-- WORKING DATA follows --

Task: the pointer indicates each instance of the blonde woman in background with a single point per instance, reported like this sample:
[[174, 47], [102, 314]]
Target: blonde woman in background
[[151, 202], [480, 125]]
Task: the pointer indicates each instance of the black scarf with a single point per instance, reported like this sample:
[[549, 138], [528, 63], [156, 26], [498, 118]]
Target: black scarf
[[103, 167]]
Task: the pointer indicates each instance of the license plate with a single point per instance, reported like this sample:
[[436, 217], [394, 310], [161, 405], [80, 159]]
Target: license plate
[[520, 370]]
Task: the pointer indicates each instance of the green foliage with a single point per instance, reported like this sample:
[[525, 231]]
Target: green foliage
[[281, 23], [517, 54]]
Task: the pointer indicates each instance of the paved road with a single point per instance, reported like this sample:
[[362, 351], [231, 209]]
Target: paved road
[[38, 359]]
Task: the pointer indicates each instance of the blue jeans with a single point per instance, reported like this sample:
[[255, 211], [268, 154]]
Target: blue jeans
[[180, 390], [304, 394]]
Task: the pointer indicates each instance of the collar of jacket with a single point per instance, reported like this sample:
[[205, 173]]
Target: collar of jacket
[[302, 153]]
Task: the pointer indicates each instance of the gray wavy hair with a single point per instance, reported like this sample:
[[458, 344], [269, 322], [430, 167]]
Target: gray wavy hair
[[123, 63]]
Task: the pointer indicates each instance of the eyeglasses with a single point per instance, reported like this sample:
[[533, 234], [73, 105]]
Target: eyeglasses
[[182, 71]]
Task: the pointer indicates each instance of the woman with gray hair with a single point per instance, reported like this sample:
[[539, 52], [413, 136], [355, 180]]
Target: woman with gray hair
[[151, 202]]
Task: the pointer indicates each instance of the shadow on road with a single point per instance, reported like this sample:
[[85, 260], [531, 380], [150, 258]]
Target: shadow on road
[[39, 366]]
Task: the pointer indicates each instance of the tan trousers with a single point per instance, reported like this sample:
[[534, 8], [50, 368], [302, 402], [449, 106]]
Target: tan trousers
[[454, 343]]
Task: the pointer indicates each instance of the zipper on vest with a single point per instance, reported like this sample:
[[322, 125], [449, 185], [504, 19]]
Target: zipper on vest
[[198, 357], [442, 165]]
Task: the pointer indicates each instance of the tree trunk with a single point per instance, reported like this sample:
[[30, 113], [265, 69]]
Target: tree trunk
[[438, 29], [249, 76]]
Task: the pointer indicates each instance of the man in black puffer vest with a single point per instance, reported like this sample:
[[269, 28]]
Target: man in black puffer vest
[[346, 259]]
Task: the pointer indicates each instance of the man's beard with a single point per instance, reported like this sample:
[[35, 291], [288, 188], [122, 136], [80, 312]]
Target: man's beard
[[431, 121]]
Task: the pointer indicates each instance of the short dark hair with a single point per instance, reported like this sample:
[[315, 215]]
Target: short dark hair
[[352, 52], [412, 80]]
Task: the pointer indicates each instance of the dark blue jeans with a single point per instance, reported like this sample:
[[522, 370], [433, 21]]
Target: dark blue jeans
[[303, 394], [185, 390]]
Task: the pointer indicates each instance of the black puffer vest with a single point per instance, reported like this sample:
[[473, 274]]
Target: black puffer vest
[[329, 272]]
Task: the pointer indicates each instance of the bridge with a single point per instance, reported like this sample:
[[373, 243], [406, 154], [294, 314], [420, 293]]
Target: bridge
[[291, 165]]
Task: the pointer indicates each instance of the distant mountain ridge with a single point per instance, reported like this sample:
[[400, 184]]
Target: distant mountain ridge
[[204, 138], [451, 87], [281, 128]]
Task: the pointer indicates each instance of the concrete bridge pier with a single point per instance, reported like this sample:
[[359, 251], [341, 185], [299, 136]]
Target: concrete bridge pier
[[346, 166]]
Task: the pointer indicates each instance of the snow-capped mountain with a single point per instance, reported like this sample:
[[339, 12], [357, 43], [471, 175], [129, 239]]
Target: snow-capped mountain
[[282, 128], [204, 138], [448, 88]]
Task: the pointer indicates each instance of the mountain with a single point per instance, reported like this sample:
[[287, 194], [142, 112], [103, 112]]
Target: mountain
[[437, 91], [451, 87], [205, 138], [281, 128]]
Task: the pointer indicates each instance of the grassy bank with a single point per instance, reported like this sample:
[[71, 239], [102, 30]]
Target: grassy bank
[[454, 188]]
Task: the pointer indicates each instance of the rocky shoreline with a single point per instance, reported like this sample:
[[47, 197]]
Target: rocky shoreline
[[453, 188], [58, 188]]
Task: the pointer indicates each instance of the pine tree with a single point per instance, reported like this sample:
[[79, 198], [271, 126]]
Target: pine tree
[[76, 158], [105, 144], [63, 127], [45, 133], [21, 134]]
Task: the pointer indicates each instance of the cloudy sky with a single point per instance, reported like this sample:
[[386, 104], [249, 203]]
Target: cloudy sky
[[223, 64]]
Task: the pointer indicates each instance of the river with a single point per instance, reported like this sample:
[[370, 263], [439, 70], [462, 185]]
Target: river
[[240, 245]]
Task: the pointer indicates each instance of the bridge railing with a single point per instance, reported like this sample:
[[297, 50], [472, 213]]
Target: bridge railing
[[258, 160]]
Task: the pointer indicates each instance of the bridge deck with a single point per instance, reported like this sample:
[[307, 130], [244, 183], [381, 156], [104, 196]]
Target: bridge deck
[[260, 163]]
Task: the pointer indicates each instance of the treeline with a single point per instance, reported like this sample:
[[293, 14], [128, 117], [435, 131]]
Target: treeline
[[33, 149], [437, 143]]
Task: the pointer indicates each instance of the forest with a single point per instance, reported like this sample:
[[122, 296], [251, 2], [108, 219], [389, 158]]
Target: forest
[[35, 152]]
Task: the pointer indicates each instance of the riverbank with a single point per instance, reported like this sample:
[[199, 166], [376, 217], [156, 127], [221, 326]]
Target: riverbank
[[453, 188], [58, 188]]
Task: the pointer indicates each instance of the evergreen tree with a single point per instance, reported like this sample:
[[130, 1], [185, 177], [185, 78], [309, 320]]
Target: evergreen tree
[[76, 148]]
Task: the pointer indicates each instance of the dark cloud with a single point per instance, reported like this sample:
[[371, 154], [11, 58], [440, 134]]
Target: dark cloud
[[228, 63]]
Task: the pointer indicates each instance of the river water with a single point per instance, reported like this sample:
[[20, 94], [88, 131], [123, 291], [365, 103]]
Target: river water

-- WORKING DATA concluded --

If a line in the records above contains the string "water", copy that line out.

WRITTEN RESPONSE ▸
Task: the pointer indicates each instance of the river water with a single point per instance, reported like this sample:
Target: river water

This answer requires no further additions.